● **GOAL OF THE EXERCISE**:
Read the data line by line and say how many lines contain the string "plank", giving the number alone.

● **RECORDS FOR THIS EXERCISE**:
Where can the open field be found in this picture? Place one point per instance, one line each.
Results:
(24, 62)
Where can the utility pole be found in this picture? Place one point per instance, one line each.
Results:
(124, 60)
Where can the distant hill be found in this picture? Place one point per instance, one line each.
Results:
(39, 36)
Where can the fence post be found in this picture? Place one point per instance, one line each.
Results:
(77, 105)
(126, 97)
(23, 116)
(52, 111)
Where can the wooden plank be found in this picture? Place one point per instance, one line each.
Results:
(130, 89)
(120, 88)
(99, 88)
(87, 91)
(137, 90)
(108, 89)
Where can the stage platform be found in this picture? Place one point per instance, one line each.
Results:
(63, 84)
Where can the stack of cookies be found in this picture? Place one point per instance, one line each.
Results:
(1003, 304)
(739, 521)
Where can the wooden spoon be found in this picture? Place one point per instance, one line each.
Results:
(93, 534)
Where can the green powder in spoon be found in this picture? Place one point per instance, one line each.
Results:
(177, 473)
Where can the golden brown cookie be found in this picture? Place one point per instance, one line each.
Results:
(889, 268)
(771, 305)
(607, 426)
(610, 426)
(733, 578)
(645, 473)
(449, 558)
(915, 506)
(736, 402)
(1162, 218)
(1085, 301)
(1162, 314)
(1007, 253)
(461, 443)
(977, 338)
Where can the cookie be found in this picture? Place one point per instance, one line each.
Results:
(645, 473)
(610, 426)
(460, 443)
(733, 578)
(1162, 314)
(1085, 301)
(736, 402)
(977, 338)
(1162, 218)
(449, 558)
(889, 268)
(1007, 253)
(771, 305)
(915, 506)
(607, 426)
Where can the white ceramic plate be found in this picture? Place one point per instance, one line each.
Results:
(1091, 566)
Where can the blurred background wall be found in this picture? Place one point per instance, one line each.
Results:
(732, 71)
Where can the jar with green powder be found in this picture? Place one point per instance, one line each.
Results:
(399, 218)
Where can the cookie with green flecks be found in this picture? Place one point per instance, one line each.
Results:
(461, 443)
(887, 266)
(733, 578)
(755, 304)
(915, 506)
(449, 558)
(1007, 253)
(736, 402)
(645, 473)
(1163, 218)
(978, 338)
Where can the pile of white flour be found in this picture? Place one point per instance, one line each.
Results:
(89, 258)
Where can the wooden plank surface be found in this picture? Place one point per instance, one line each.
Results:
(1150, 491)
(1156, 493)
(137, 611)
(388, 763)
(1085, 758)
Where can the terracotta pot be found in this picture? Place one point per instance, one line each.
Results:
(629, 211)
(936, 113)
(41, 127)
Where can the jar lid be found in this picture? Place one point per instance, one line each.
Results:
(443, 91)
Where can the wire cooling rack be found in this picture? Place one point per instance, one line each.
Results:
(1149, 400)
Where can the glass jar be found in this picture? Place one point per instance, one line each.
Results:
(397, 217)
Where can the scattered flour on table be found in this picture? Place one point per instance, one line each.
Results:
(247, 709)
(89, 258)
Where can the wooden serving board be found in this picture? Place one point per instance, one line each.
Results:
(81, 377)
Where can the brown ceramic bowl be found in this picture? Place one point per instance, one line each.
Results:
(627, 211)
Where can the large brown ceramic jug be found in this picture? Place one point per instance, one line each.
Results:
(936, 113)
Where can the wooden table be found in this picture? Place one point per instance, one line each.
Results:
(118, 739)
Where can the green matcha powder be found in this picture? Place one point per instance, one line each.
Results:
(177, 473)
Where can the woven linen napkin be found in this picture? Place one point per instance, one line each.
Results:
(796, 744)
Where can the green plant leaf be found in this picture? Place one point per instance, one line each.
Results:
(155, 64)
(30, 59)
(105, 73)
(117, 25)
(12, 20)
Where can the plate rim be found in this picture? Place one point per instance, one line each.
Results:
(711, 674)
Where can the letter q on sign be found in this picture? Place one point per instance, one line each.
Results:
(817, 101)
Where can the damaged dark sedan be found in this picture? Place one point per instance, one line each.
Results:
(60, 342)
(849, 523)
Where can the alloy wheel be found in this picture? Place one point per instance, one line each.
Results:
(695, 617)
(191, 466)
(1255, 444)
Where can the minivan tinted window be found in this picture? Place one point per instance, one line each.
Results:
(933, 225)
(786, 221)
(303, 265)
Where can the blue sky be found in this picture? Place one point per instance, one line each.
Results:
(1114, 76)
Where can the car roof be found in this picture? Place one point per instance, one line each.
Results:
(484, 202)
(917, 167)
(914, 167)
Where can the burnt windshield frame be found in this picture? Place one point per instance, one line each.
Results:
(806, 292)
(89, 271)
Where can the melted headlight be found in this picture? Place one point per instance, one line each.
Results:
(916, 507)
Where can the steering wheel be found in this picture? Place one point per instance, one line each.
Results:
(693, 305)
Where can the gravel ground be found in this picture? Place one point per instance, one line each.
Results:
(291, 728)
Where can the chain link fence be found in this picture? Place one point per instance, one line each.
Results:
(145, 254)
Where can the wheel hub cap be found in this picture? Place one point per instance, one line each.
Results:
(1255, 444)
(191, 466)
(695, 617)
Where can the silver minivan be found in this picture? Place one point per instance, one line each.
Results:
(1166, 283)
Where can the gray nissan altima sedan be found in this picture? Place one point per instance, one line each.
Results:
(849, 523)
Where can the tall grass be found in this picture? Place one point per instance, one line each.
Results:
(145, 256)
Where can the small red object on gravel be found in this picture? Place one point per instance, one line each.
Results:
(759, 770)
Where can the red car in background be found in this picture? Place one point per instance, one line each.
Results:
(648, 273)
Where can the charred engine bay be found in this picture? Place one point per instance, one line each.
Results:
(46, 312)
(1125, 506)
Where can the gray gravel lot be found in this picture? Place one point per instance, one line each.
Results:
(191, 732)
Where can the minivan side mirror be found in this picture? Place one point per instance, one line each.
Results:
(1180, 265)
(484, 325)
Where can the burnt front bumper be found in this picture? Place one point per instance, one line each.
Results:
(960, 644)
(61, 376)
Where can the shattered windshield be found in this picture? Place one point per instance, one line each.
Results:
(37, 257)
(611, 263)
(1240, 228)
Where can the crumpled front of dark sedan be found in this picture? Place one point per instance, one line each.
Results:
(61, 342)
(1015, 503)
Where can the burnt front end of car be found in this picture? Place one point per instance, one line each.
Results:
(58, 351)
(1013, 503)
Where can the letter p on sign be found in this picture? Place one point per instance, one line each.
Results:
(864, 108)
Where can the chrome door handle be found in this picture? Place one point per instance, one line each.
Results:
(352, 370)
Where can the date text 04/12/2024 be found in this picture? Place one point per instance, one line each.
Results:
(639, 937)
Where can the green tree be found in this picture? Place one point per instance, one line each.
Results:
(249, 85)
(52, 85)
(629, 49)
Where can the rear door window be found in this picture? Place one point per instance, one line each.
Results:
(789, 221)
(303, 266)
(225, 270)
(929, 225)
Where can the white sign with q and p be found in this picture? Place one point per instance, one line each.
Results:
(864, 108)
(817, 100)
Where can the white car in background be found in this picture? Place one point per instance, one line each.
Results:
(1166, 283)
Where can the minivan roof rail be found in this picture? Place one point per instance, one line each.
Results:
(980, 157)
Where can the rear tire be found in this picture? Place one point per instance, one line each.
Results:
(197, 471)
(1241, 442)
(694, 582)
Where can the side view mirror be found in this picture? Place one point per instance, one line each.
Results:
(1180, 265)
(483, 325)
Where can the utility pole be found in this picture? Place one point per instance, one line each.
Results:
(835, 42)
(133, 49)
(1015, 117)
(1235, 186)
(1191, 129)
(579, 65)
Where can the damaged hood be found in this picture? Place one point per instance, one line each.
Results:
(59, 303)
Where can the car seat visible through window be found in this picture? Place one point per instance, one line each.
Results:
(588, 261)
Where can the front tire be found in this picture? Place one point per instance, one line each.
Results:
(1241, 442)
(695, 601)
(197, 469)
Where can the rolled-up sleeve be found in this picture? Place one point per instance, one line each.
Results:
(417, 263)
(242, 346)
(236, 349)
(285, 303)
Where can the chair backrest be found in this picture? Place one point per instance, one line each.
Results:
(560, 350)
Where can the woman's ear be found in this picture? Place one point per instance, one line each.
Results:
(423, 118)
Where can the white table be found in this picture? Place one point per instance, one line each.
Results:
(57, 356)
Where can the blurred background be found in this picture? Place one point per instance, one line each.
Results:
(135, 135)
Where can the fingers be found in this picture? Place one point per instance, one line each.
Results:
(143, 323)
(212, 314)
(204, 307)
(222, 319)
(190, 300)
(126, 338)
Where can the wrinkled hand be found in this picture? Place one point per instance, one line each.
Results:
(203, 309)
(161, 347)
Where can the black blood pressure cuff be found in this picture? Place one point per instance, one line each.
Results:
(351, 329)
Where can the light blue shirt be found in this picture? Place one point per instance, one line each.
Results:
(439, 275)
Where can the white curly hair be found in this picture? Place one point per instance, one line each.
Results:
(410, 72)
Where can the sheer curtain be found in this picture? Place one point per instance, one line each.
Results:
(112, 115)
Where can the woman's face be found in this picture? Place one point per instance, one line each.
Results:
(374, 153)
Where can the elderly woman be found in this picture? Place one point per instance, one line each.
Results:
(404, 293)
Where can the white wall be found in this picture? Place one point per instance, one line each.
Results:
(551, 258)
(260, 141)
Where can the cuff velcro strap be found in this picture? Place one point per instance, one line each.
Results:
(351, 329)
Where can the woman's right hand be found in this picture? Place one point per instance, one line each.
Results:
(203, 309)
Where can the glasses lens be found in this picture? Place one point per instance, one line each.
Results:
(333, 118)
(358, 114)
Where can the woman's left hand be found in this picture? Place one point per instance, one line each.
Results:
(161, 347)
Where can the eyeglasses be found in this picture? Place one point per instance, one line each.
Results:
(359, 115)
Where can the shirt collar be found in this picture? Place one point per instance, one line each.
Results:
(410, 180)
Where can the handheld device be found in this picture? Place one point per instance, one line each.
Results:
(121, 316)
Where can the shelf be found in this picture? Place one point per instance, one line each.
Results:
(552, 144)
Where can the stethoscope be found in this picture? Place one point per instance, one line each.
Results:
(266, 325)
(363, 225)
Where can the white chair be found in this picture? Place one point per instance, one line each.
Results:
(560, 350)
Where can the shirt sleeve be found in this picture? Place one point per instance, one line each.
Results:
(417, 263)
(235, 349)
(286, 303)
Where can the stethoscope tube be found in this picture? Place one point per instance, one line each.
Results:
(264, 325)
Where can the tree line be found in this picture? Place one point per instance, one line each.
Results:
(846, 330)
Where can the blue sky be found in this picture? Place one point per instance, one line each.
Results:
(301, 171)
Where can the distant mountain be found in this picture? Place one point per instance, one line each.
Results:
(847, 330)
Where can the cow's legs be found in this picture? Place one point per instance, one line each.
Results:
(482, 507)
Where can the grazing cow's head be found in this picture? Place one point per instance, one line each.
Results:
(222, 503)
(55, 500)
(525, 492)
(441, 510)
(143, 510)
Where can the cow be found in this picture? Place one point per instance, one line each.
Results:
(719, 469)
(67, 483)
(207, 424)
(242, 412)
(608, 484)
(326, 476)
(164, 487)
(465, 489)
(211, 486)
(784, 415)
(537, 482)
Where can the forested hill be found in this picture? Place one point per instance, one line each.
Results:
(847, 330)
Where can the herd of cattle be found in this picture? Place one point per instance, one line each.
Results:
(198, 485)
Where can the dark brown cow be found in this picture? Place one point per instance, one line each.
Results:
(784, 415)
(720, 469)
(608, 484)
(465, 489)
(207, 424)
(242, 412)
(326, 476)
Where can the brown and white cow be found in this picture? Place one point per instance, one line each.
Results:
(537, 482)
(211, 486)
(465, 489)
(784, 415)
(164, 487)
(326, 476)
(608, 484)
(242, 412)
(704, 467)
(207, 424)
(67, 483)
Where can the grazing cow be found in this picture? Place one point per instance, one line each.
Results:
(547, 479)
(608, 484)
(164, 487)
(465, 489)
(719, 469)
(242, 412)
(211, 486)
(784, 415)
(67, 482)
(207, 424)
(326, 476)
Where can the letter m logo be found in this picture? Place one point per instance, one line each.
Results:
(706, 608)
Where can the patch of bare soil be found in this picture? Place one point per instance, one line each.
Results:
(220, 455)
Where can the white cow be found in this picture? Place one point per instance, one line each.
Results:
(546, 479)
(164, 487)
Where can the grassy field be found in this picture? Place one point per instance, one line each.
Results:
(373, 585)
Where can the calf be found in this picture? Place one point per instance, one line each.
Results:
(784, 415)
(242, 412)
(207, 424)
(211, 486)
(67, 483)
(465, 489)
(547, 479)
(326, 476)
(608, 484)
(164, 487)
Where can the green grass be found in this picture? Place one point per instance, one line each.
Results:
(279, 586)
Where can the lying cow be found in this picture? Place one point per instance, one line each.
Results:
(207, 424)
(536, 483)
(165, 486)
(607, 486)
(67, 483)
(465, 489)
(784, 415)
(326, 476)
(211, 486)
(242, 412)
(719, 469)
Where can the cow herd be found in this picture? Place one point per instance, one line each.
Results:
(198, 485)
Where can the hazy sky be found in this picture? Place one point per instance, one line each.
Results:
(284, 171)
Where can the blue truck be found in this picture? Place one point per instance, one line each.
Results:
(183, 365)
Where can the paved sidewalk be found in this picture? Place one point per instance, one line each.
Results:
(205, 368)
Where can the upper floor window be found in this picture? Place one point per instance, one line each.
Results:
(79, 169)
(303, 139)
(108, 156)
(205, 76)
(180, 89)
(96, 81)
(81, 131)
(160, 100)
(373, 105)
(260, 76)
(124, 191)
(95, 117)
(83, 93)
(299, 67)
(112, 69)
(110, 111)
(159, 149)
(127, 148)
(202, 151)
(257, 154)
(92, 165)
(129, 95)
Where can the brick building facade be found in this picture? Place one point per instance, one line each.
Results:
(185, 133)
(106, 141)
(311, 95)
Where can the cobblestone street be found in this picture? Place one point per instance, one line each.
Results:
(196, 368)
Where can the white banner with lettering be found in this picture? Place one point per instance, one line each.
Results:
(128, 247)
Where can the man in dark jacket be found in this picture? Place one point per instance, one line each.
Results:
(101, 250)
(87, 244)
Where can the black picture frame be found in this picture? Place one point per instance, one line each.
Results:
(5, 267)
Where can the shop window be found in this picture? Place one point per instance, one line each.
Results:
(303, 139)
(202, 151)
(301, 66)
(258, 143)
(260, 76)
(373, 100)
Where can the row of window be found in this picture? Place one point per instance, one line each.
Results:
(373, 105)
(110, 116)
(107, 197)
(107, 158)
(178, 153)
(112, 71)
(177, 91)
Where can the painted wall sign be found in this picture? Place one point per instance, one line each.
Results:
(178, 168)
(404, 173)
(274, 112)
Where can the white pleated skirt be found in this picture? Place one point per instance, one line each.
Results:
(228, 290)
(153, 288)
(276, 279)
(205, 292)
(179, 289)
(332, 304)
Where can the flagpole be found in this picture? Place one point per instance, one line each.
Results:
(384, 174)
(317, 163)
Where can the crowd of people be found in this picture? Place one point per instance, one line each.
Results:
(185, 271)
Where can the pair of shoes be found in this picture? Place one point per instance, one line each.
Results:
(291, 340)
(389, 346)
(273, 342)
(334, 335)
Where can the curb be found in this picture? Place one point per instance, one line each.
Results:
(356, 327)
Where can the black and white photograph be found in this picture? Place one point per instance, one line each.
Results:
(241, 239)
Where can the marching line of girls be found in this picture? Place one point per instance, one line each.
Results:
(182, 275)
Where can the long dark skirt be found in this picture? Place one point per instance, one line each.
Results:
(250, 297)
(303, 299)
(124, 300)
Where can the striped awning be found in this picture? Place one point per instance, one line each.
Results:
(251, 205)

● **OUTPUT**:
2